Pointing and labeling entries »
****************************************
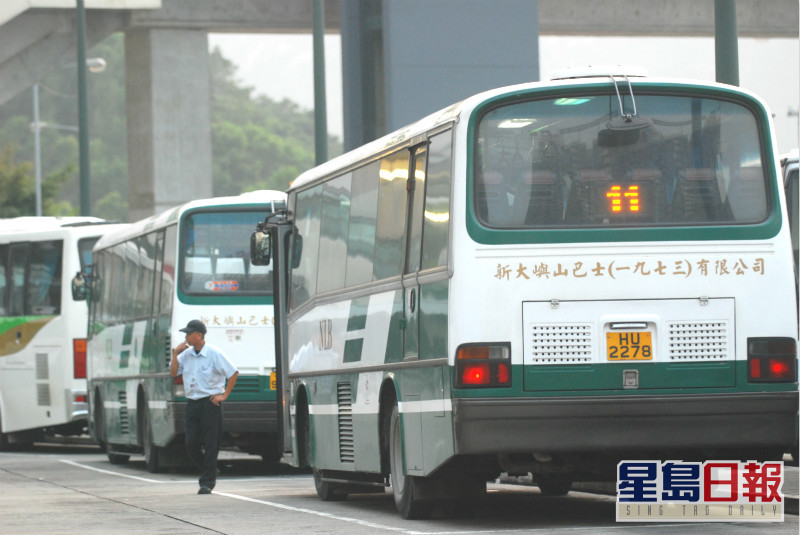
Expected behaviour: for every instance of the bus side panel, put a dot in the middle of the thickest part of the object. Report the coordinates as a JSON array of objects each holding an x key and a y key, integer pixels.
[{"x": 362, "y": 334}]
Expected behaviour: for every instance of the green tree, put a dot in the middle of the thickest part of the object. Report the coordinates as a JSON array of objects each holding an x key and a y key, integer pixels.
[
  {"x": 257, "y": 143},
  {"x": 19, "y": 189}
]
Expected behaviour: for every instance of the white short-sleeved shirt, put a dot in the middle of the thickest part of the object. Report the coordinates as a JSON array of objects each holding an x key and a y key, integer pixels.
[{"x": 204, "y": 373}]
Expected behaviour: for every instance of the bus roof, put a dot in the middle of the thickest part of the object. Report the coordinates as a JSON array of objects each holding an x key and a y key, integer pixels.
[
  {"x": 171, "y": 215},
  {"x": 569, "y": 78},
  {"x": 42, "y": 223}
]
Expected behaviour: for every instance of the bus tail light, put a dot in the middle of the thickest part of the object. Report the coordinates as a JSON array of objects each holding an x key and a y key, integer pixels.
[
  {"x": 771, "y": 360},
  {"x": 79, "y": 358},
  {"x": 178, "y": 390},
  {"x": 481, "y": 366}
]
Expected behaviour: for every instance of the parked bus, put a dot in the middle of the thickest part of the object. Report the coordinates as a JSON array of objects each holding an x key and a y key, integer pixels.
[
  {"x": 42, "y": 330},
  {"x": 149, "y": 280},
  {"x": 546, "y": 278}
]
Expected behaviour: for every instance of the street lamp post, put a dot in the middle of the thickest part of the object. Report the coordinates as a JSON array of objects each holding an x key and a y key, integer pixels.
[
  {"x": 37, "y": 150},
  {"x": 83, "y": 121},
  {"x": 95, "y": 65}
]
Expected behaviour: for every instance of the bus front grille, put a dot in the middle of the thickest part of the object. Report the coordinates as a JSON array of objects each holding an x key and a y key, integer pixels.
[{"x": 345, "y": 402}]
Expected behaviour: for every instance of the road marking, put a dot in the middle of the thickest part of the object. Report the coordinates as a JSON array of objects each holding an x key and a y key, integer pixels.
[
  {"x": 313, "y": 512},
  {"x": 109, "y": 472},
  {"x": 368, "y": 524}
]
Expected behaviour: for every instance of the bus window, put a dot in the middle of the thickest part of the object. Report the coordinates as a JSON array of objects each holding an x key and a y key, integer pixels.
[
  {"x": 565, "y": 163},
  {"x": 16, "y": 279},
  {"x": 213, "y": 263},
  {"x": 85, "y": 251},
  {"x": 437, "y": 202},
  {"x": 44, "y": 278},
  {"x": 304, "y": 279},
  {"x": 363, "y": 220}
]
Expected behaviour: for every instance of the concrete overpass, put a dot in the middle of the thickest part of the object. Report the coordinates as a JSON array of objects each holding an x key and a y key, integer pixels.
[{"x": 166, "y": 58}]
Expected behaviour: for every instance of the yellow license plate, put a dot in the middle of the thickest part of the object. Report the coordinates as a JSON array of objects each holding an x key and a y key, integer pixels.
[{"x": 629, "y": 345}]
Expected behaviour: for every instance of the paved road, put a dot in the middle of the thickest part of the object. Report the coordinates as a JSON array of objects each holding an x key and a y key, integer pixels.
[{"x": 76, "y": 491}]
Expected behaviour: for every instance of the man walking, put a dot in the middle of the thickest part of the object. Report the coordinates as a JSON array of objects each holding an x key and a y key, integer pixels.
[{"x": 208, "y": 378}]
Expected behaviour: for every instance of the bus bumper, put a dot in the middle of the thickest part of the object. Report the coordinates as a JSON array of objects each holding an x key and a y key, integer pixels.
[
  {"x": 237, "y": 416},
  {"x": 633, "y": 423}
]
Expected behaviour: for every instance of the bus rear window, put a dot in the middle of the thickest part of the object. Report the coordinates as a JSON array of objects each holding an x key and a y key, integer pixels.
[
  {"x": 216, "y": 255},
  {"x": 576, "y": 162}
]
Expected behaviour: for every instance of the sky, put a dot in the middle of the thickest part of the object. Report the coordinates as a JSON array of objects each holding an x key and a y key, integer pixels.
[{"x": 281, "y": 66}]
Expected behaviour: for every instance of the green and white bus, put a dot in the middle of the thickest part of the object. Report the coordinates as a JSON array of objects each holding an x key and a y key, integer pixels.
[
  {"x": 150, "y": 279},
  {"x": 546, "y": 279},
  {"x": 42, "y": 329}
]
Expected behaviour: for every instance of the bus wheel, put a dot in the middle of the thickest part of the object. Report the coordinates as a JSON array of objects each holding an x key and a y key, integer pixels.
[
  {"x": 405, "y": 488},
  {"x": 551, "y": 485},
  {"x": 152, "y": 453}
]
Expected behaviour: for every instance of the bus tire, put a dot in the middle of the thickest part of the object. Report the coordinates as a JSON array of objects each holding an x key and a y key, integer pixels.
[{"x": 406, "y": 489}]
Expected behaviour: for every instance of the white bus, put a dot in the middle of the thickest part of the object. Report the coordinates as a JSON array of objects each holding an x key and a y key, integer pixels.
[
  {"x": 547, "y": 278},
  {"x": 150, "y": 279},
  {"x": 42, "y": 330}
]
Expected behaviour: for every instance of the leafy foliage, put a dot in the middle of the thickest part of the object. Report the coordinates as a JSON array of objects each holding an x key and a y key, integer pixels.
[{"x": 257, "y": 143}]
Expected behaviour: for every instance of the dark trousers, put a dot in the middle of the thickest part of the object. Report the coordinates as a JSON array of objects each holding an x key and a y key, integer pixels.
[{"x": 203, "y": 435}]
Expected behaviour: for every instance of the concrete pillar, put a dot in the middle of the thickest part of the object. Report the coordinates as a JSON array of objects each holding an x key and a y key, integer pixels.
[
  {"x": 169, "y": 125},
  {"x": 404, "y": 60}
]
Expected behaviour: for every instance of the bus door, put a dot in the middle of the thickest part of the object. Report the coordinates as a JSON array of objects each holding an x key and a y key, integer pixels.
[{"x": 411, "y": 289}]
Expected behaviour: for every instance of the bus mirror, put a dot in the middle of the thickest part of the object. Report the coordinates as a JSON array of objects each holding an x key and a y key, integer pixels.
[
  {"x": 260, "y": 248},
  {"x": 79, "y": 287},
  {"x": 297, "y": 251}
]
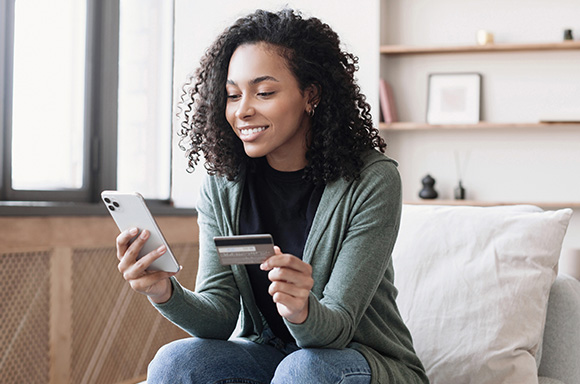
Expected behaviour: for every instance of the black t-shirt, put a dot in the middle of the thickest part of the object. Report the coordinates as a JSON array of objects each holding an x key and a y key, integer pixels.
[{"x": 282, "y": 204}]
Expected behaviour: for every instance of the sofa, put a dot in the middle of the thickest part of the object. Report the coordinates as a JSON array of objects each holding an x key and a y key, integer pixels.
[{"x": 480, "y": 292}]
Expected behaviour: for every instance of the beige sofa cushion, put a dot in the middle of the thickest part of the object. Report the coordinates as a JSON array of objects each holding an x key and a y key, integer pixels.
[{"x": 473, "y": 288}]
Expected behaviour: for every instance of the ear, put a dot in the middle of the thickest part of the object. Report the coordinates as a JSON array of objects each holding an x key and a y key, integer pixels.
[{"x": 313, "y": 93}]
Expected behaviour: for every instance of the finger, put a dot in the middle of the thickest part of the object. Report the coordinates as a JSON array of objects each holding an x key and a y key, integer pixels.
[
  {"x": 297, "y": 278},
  {"x": 280, "y": 287},
  {"x": 294, "y": 310},
  {"x": 145, "y": 283},
  {"x": 122, "y": 241},
  {"x": 134, "y": 270},
  {"x": 288, "y": 261},
  {"x": 132, "y": 253}
]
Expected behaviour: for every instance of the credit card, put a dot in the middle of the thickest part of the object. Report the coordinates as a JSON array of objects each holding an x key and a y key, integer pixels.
[{"x": 244, "y": 249}]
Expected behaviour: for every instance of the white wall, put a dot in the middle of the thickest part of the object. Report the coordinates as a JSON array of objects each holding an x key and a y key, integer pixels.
[
  {"x": 513, "y": 165},
  {"x": 198, "y": 23}
]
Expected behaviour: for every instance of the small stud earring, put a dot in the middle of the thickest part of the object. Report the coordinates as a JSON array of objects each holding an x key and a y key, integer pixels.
[{"x": 312, "y": 110}]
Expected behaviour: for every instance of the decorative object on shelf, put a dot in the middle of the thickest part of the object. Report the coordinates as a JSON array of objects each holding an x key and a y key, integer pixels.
[
  {"x": 459, "y": 191},
  {"x": 484, "y": 37},
  {"x": 428, "y": 191},
  {"x": 389, "y": 112},
  {"x": 453, "y": 98}
]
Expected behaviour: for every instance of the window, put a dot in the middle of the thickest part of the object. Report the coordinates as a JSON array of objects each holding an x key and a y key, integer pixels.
[{"x": 86, "y": 98}]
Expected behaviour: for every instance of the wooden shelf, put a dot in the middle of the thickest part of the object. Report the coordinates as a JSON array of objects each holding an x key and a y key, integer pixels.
[
  {"x": 412, "y": 126},
  {"x": 392, "y": 50},
  {"x": 477, "y": 203}
]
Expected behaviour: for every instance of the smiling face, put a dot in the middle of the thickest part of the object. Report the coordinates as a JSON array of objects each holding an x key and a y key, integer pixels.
[{"x": 266, "y": 108}]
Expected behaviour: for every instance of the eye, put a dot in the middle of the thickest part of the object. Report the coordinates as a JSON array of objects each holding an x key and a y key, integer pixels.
[{"x": 233, "y": 97}]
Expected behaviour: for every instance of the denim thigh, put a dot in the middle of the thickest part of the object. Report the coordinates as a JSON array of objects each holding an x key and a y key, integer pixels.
[
  {"x": 323, "y": 366},
  {"x": 208, "y": 361}
]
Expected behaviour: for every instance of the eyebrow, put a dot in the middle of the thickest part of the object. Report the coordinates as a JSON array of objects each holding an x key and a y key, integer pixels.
[{"x": 257, "y": 80}]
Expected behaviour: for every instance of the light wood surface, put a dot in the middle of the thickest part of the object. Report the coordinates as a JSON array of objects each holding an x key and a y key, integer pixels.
[
  {"x": 426, "y": 50},
  {"x": 415, "y": 126}
]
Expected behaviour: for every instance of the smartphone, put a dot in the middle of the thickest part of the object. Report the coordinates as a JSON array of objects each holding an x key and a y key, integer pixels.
[
  {"x": 244, "y": 249},
  {"x": 129, "y": 210}
]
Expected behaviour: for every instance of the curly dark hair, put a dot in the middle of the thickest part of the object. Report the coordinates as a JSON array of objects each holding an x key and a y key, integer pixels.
[{"x": 341, "y": 129}]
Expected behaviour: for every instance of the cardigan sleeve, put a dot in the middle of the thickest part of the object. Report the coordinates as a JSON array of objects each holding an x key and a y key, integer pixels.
[
  {"x": 354, "y": 294},
  {"x": 212, "y": 310}
]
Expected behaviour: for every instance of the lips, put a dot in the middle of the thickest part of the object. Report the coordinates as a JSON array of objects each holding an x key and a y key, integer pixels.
[{"x": 251, "y": 133}]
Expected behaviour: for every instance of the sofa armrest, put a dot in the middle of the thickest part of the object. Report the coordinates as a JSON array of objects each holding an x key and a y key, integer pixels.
[{"x": 561, "y": 345}]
****************************************
What is needed » Quote only the lines from the one containing "Expected behaviour: for every instance of the curly" through the final line of the records, with both ends included.

Complete output »
Expected behaviour: for every instance of the curly dark hair, put a dot in the middle of the thickest part of the object. Report the coordinates as a JSON array of objects each holding an x key and a y key, integer pixels.
[{"x": 341, "y": 129}]
Expected behaviour: for every instance of the cardigan sleeve, put a dot in the middle of the thickest part of the object. Report the coordinates as a JSON array of objects each holding an x key and a y key, integer pixels.
[
  {"x": 354, "y": 294},
  {"x": 212, "y": 310}
]
Expected behaviour: for every instance of the lips, put a dot in the middle of the thickest part of the object. Report the coordinates as a JSON array of objects each holding an x key and a y key, integer pixels.
[{"x": 251, "y": 133}]
Expected behaviour: for every instance of the sofa armrest, put a dot in the middle of the thickest part of the object. Report the coordinates as a JSON array of objects each holding an x key and a y key, integer pixels.
[{"x": 561, "y": 345}]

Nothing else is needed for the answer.